EXERCISE |
Answer these from the article below about Bromo-Seltzer's origins:
(a) In what year did Emerson organize the Emerson Drug Co.?
(b) Which volcano did the fizz remind him of, and where had he seen it?
(c) Which building did he use as the model for the company's tower?

PASSAGE FOR REVIEW |
The man behind Bromo-Seltzer's fizz

Baltimore Glimpses

September 13, 1994|By Gilbert Sandler

THE NEW YORK Times recently reported that a marketing whiz, Jeffrey S. Himmel, who specializes in reviving flagging products, is hoping to put the fizz back into the Bromo-Seltzer brand. He's had success reviving such brand names as Doan's Pills, Lavoris mouthwash and Ovaltine.

As many Baltimoreans know, the once popular Bromo-Seltzer began its meteoric rise here. In 1881, Isaac E. Emerson moved to Baltimore after graduating from the University of North Carolina. By 1889 Mr. Emerson owned three drug stores here.

Emerson is credited with creating the formula for Bromo-Seltzer.

Somehow he discovered that a mixture of sodium bicarbonate and acetaminophen (an ingredient found today in analgesics like Tylenol) made a fine hangover/upset stomach remedy.

And the product's name? Mr. Emerson, who had traveled widely, said the fizz reminded him of the bubbling action of Mount Bromo, a volcano he had seen in Java, near the Straits of Sunda.

He organized the Emerson Drug Co. in 1891; the company purchased the trademark and the formula for Bromo-Seltzer from Mr. Emerson and he became president of the company.

Sales of the potion in the famous cobalt-blue bottle -- which was also used for other Emerson products -- soared.

Captain Emerson, who earned his title after using his yacht to defend this country during the Spanish-American War, lived a charmed, if at times volatile, life.

In 1911 he built the Emerson Drug Co.'s tower and headquarters at the northeast corner of Lombard and Eutaw streets. The Bromo-Seltzer Tower, now the city-owned Baltimore Arts Tower, still stands, but the plant was torn down in 1969.

For a model, Emerson used the Palazzo Vecchio in Florence, Italy. Captain Emerson's tower closely matched the original, except for the four-sided clock that was larger than London's Big Ben.

DATASET ENTRIES |
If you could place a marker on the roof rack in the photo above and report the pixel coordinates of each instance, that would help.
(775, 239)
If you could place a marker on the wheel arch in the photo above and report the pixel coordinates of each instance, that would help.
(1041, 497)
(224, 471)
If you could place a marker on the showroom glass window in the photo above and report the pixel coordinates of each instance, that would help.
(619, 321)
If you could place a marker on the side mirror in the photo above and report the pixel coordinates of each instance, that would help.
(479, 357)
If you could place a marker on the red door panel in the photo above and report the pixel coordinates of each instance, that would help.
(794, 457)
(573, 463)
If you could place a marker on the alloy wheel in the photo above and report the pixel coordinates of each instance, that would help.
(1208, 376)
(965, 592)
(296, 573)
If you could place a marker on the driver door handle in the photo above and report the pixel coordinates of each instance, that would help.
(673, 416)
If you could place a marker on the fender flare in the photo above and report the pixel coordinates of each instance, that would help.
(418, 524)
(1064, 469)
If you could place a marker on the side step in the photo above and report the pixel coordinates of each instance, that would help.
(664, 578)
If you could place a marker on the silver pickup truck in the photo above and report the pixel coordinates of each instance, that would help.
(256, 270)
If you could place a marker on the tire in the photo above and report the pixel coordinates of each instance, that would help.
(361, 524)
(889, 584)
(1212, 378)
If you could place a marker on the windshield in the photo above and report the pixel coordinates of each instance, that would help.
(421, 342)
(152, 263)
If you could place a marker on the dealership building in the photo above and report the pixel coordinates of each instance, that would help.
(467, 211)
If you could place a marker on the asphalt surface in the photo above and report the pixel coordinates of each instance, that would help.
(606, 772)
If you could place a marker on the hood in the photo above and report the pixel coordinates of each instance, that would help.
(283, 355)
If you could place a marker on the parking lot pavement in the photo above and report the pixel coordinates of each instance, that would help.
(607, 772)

SOLUTION |
(a) 1891.
(b) Mount Bromo, in Java, near the Straits of Sunda.
(c) The Palazzo Vecchio in Florence, Italy.